[Extract provided]

Lyme Disease Research Thrives at GSBS and Across Tufts
Image: CDC
This story was written by Julie Rafferty and originally appeared in Tufts Now
Scientists across Tufts who are part of the university’s Lyme Disease Initiative have recently received grants from the U.S. government, private foundations, and others totaling more than $7 million to attack the disease from all angles. This research expansion will build on an already impressive array of research discoveries that teams at Tufts have made to combat tick-borne diseases.
Since it was found 50 years ago on the Connecticut coastline, Lyme disease has spread across New England, the upper Midwest, and the Mid-Atlantic states, with bites by disease-infected deer ticks often yielding a bullseye-shaped rash and fever that in some is followed by complications ranging from arthritis and brain fog to heart and brain tissue damage.
While Lyme disease can often be successfully treated with antibiotics, 10-20% of patients experience persistent fatigue, joint pain, and mental impairments that last for months or years. In some cases, it is never really clear whether a patient’s long-lasting symptoms signal persistent infection, reinfection, or malfunction by the body’s disease-fighting immune system.
The new grants will focus on teasing apart the underlying causes of chronic Lyme disease—and may also have implications for other diseases, including long COVID. Other newly funded research will hunt for better ways to diagnose and track Lyme infection and reinfection, and ways to prevent both Lyme and other tick-borne diseases, such as babesiosis.
Keep reading for more on these newly funded efforts, which represent just some of the ways Tufts is fighting Lyme and other tick-borne diseases.
Phospholipids: Key to Chronic Lyme and Faster Diagnosis?
Researchers Linden Hu, Peter Gwynne, and colleagues have recently received grants from the Department of Defense (DoD) and National Institutes of Health (NIH) totaling $4,555,445 to understand the underlying causes of chronic Lyme disease and conduct a large test of a promising screening tool to diagnose Lyme disease sooner, show when people are cured of an initial infection, and diagnose reinfection.
“The Lyme bacteria has a relatively small genetic code,” says Gwynne, who is a research assistant professor at Tufts University School of Medicine. “As a result, it adopts substances from its host in order to grow and multiply.”
One of those substances is a type of phospholipid which is the building block of cell membranes and creates a protective barrier around cells.
The NIH funding will enable the researchers to better understand how the Lyme disease organism’s use of its host’s phospholipids may trigger autoimmunity in some people and lead to chronic Lyme symptoms even after the initial infection has cleared.
“Lyme patients whose symptoms persist have elevated levels of autoantibodies against phospholipids as compared to patients whose symptoms fully resolved,” says Gwynne. “It may be that they still are infected, in which case testing for phospholipid antibodies may be a way to identify persistent infection. Or it may be that these individuals have an intrinsic defect in their ability to stop generating autoantibodies—and their continued symptoms are a sign of an autoimmune condition triggered by the Lyme infection.”
“While not all autoantibodies cause symptoms, they are, in general, known to cause disease through a wide range of mechanisms, including direct damage to cells, altered nerve signaling, and other factors,” says Hu, who is the principal investigator for the study, the Paul and Elaine Chervinsky Professor of Immunology, a professor of molecular biology and microbiology, and vice dean for research at the School of Medicine.

[/Extract provided]
[Supplied information]

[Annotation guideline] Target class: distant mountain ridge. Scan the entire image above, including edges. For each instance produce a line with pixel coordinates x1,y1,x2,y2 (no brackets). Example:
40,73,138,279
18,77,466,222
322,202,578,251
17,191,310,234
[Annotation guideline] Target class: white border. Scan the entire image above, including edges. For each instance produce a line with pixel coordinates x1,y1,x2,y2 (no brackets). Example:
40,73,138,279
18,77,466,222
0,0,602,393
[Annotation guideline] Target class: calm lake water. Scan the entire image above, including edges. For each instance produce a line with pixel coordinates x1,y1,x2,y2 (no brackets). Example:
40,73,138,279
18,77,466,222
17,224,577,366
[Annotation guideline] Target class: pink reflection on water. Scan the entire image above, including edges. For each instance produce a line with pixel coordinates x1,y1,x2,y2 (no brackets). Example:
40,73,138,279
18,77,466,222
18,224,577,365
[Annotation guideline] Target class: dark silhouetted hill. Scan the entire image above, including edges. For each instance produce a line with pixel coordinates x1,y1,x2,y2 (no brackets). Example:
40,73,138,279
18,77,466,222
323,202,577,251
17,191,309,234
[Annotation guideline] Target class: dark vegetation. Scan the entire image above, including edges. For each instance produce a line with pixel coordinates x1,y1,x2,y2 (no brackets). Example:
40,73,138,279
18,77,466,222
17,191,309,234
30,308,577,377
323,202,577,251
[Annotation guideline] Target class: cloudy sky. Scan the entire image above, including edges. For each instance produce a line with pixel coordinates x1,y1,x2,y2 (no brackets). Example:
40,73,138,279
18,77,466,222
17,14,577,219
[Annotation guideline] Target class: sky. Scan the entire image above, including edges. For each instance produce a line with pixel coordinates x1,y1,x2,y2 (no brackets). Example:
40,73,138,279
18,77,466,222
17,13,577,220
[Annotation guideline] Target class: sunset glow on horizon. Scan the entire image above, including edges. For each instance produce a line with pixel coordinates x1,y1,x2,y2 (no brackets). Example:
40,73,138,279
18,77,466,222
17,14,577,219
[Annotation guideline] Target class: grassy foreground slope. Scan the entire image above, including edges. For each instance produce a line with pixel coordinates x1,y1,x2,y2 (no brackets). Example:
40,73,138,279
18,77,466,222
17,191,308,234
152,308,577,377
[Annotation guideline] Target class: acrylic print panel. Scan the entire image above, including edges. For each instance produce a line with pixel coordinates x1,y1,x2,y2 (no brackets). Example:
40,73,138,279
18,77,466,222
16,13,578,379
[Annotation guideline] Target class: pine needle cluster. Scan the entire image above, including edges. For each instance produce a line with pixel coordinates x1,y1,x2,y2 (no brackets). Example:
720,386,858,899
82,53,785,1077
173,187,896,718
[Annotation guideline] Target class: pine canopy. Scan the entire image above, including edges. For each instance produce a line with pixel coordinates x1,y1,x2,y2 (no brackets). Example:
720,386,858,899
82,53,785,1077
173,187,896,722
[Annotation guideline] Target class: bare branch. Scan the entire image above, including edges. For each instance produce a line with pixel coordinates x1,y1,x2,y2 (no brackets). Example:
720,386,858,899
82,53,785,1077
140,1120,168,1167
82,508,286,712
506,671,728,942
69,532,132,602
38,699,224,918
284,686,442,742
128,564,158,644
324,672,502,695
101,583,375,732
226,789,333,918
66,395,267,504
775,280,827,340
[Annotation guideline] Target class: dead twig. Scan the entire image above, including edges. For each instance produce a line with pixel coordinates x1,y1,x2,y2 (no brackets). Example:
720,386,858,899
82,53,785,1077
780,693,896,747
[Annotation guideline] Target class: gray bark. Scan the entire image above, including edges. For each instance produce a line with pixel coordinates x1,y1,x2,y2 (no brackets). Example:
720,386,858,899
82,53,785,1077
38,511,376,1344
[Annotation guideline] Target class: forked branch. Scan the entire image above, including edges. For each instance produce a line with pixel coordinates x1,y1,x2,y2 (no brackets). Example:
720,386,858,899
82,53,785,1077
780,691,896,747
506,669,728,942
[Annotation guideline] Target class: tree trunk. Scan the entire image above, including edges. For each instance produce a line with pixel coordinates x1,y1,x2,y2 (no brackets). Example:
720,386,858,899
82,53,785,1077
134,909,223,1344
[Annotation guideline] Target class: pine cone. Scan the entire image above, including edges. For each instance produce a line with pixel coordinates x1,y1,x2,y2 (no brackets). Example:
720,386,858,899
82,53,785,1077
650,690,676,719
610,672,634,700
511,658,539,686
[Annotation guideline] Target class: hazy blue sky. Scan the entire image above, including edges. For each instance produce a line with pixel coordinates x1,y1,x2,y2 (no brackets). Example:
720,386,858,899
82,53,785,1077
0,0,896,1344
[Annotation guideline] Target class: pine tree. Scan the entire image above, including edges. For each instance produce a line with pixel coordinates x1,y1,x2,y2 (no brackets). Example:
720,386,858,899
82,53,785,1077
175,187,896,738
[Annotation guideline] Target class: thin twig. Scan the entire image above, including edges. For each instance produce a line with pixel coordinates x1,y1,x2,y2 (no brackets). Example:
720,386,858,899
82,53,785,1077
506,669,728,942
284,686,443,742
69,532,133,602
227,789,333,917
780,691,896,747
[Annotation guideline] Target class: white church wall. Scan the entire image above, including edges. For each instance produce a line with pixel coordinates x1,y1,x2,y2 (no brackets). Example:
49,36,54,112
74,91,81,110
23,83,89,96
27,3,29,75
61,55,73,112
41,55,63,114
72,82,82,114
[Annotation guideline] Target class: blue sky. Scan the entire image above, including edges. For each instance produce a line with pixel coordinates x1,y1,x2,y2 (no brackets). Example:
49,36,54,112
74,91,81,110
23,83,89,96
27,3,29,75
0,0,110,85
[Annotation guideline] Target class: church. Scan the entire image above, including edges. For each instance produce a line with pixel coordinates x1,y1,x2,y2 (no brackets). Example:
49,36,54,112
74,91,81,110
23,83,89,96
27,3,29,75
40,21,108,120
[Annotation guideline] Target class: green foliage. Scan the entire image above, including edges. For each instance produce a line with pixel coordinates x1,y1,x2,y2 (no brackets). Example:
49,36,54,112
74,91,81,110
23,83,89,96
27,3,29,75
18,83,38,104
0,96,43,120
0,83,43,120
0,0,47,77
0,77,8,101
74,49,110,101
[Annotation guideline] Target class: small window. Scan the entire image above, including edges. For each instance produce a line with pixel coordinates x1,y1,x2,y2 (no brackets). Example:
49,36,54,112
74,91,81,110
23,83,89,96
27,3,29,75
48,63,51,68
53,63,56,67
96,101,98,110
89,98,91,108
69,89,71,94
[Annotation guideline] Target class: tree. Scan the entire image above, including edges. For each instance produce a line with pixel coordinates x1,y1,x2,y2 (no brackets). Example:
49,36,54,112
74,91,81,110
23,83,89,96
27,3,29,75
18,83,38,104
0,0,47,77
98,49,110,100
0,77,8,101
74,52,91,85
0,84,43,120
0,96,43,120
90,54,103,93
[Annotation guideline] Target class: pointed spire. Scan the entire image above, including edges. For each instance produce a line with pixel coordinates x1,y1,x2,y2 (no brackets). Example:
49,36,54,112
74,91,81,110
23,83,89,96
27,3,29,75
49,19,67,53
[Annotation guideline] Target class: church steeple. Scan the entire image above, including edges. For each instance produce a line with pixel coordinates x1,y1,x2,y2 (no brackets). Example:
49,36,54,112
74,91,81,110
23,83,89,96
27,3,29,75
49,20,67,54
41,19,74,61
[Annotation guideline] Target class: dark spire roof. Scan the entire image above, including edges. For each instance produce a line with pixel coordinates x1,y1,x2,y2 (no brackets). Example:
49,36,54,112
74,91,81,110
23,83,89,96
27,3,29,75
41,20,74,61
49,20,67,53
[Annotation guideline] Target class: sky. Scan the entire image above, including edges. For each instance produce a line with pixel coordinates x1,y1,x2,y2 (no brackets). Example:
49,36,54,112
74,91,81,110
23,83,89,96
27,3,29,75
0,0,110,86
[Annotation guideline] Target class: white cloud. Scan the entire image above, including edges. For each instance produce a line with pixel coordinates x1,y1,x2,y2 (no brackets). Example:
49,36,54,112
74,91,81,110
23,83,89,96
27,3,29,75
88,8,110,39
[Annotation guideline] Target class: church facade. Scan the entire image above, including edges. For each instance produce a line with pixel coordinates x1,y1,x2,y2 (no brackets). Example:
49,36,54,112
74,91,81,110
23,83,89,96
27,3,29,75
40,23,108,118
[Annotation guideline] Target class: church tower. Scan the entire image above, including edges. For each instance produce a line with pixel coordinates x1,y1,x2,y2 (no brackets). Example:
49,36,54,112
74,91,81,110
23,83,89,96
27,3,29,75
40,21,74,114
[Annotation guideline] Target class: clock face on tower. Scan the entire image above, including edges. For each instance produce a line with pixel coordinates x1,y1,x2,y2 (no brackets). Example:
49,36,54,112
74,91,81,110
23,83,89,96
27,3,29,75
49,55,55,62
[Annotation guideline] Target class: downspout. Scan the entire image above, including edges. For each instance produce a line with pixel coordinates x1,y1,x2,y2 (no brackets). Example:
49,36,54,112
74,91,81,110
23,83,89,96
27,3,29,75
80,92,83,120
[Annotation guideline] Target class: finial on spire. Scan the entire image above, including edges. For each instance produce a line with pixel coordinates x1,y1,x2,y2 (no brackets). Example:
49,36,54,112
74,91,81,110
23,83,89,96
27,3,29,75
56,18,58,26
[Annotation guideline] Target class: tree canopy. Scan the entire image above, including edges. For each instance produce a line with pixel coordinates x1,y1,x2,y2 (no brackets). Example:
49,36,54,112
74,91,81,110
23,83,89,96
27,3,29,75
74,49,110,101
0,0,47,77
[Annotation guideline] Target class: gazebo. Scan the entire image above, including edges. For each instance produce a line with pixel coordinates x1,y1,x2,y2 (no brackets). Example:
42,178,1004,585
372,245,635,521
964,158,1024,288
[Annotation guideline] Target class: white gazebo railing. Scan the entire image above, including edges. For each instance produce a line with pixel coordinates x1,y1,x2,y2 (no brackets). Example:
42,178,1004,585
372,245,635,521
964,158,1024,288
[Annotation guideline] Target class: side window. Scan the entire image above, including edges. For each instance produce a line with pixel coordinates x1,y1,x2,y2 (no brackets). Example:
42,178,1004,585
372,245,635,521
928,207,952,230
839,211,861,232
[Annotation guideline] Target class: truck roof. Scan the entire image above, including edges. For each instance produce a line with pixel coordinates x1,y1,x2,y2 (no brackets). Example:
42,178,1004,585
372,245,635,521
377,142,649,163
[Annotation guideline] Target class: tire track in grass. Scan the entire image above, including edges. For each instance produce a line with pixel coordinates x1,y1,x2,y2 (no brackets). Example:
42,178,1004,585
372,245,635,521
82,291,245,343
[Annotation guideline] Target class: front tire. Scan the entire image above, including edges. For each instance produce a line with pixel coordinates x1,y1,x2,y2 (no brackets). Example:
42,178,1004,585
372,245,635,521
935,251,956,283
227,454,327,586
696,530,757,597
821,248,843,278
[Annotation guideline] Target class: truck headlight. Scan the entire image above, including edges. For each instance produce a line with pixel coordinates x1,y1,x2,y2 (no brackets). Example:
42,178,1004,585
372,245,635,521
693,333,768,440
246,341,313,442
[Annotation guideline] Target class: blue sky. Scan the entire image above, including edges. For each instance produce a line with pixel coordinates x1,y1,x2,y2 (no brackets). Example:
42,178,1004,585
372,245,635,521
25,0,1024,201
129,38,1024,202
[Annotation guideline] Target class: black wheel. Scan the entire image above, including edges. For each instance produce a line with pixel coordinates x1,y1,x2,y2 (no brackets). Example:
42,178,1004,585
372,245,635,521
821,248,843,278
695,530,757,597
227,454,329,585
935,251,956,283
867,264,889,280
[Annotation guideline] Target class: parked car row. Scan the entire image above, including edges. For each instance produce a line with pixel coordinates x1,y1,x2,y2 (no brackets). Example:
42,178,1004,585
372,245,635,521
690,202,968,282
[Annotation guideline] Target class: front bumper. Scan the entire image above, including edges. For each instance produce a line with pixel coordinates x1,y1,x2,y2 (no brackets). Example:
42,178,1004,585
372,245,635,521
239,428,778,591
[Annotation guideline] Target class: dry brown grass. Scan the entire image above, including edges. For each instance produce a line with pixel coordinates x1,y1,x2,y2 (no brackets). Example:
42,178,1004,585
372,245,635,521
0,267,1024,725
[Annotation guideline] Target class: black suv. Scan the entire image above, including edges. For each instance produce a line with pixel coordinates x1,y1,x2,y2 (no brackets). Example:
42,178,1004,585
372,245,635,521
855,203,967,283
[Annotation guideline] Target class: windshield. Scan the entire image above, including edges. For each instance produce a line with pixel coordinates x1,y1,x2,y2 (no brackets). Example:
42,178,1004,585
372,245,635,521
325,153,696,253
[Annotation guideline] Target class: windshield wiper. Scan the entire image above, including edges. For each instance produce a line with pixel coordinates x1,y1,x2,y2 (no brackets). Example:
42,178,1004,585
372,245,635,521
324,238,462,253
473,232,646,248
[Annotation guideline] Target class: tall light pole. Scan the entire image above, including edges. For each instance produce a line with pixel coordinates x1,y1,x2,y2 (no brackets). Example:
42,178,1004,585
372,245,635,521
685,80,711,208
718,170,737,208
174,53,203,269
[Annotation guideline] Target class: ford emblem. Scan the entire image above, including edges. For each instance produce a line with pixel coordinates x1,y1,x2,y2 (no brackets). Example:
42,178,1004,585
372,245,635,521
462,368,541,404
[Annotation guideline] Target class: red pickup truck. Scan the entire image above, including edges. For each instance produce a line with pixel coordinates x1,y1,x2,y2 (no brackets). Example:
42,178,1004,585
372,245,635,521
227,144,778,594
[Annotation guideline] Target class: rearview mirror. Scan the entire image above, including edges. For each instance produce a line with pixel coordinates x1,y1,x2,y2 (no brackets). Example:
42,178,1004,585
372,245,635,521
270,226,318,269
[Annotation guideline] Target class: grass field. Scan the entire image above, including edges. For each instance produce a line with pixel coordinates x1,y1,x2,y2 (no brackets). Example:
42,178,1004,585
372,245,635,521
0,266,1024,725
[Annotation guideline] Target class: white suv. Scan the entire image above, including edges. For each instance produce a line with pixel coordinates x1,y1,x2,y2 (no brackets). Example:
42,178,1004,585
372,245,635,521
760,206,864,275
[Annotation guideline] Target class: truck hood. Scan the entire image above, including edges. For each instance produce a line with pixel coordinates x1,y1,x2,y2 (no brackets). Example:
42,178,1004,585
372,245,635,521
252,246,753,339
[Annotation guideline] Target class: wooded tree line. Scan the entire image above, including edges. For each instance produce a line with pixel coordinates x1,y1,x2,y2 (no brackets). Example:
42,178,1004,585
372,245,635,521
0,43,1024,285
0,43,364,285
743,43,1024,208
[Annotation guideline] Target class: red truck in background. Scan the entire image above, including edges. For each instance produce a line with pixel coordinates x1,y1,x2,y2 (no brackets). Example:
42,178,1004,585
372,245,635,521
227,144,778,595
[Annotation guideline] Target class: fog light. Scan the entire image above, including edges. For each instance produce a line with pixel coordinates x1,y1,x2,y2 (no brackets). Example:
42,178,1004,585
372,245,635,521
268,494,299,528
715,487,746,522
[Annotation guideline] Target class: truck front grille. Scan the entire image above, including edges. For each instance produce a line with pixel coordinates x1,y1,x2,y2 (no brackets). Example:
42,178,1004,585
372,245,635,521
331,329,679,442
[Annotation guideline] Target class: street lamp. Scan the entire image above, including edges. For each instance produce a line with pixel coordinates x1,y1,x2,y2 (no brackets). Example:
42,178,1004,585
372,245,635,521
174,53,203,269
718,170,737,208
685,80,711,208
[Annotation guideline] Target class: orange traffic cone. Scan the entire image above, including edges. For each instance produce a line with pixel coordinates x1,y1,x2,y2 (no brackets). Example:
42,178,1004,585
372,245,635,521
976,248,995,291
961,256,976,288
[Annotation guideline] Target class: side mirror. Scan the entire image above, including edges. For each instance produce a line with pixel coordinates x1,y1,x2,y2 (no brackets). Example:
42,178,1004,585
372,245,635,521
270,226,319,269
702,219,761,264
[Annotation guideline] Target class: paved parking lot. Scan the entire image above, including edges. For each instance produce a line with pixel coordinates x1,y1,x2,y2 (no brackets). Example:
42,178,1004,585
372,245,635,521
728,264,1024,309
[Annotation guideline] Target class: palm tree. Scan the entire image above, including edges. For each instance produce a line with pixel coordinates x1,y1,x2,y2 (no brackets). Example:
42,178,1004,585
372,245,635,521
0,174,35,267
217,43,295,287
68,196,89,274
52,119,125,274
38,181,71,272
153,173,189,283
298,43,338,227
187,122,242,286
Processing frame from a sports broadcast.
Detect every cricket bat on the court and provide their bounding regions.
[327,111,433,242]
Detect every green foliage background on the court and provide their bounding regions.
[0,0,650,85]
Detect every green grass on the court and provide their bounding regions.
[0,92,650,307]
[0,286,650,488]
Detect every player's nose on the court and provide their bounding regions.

[/Supplied information]

Work instructions:
**a.** Using the Lyme disease article, explain in one to three sentences why the Lyme bacteria takes substances from its host.
**b.** Please continue the Lyme disease article, starting right after its last sentence.

Your written answers:
**a.** The Lyme bacteria has a relatively small genetic code, so it adopts substances from its host in order to grow and multiply. One of those substances is a type of phospholipid, the building block of cell membranes.

**b.**
In the NIH-funded effort, the scientists will study blood and tissue samples from infected Lyme patients to determine if there are specific phospholipid autoantibodies that are markers for persistent Lyme disease, and which tissues these autoantibodies have an affinity for.
They will also develop a mouse model of Lyme disease to test for neurologic changes that the disease and resulting production of phospholipid autoantibodies may be causing.
“While we can’t test mice for ‘brain fog,’ we can test for changes in response to heat, cold, and other stimuli that could demonstrate that the mice have altered neurological reactions when they receive purified phospholipid autoantibodies from patients with persistent Lyme disease,” Gwynne says. Chris Dulla, a professor in the department of neuroscience at the School of Medicine and Graduate School of Biomedical Sciences, will be a key collaborator in this phase of the research.
The DoD grant takes to scale earlier work where the researchers demonstrated in smaller human studies that a diagnostic test they developed could detect Lyme disease sooner, show when people are cured of the infection, and diagnose reinfection.
The diagnostic test detects autoantibodies that infected individuals produce against the co-opted phospholipids. These autoantibodies—which mistakenly can also target and react with a person’s own tissues and organs—quickly appear when a person or organism is infected with Lyme, and then quickly disappear once the rest of the immune system has kicked in.
“The host recognizes them and has been trained to downregulate,” says Hu.
Current testing makes it difficult to diagnose reinfection or successful treatment. “If our tests are successful with the large panel of samples we are using for the DoD project, we will have a commercially viable product that will make it easier to tell if the Lyme disease has been successfully treated and if a person may have become reinfected if symptoms persist,” Hu adds.
Because antiphospholipid antibodies are frequently seen in autoimmune diseases like lupus, the test may also serve to identify who is more likely to develop persistent Lyme symptoms, Hu says.
Chronic Lyme and Immune System in Hyperdrive
Klemen Strle, an assistant research professor of molecular biology and microbiology at Tufts School of Medicine, received a new grant of $475,000 from the Global Lyme Alliance to take a different approach to understanding persistent Lyme disease. This research will examine whether a different maladaptive immune system response to the Lyme bacterium Borrelia burgdorferi is the underlying trigger for lingering long-term symptoms.
Research published in May by Strle’s team in the Center for Disease Control and Prevention’s Emerging Infectious Diseases journal found abnormally high levels of an immune system marker called interferon-alpha in the blood of people who had been treated for Lyme but had lingering symptoms months later.
Interferon-alpha is one of a group of proteins in the body that tells immune cells to gear up to fight off bacteria or viruses,” says Strle. “Interferon-alpha is actually used to treat certain cancers and hepatitis C, but it can have significant side effects similar to those seen in persistent Lyme disease. Elevated levels of interferon-alpha are also seen in people with long COVID.”
The May study was completed by examining spinal fluid and blood from 79 long-term Lyme suffers with neurological symptoms. In the newly funded research, Strle and his collaborators will expand that study to several hundred patients to see if the pattern persists, whether age or an underlying genetic risk factor increases risk of persistent Lyme symptoms, and what triggers immune dysregulation. Their research will also focus on those with persistent symptoms following infection with tick-borne encephalitis and COVID-19. These efforts may help scientists and clinicians better understand other conditions which seem to have similar symptoms, including long COVID.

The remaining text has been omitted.